- YOUR INSTRUCTIONS:
Please copy each line of the data that includes the string "Target".

- RECORDS PROVIDED:
****************************************

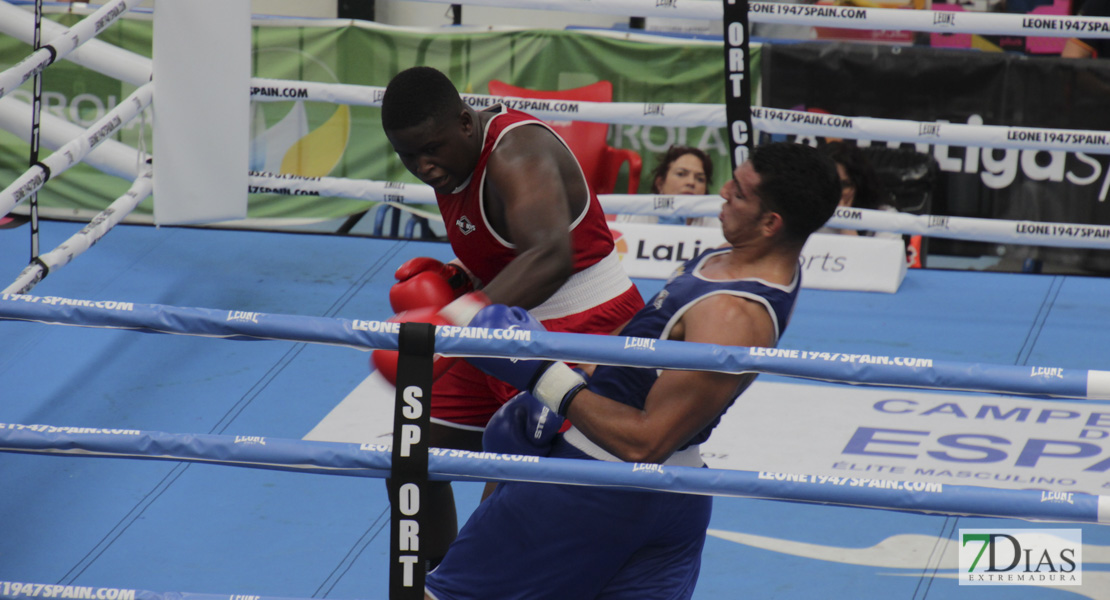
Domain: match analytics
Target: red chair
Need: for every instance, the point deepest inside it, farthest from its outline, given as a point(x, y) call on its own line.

****************************************

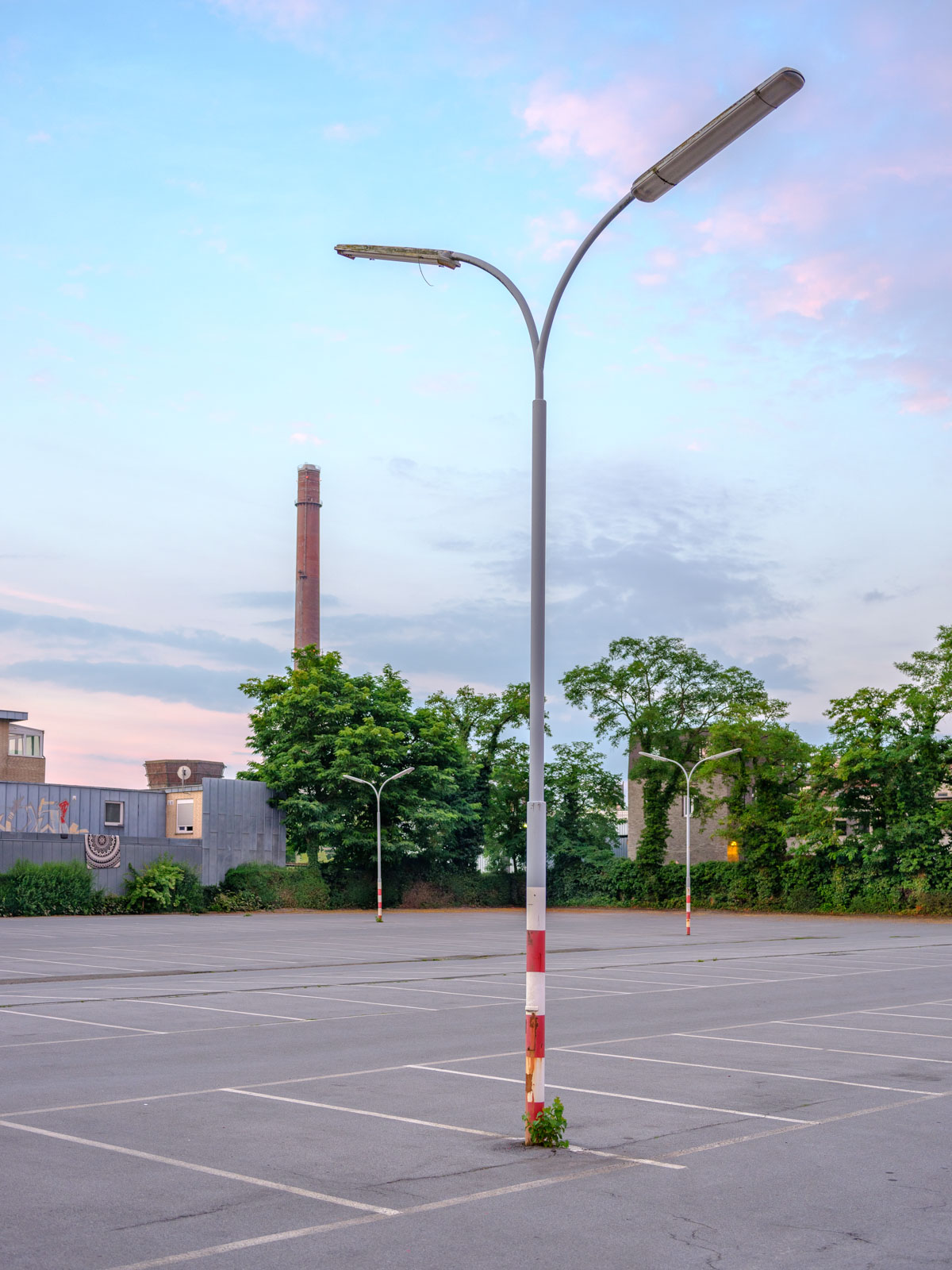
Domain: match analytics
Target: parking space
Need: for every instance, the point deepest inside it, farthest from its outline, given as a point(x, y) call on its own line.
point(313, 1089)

****************************************

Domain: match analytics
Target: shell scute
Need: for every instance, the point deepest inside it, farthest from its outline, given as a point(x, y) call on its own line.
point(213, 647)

****************************************

- ANSWER TO THIS EXERCISE:
Target: red chair
Target: parking space
Target: shell scute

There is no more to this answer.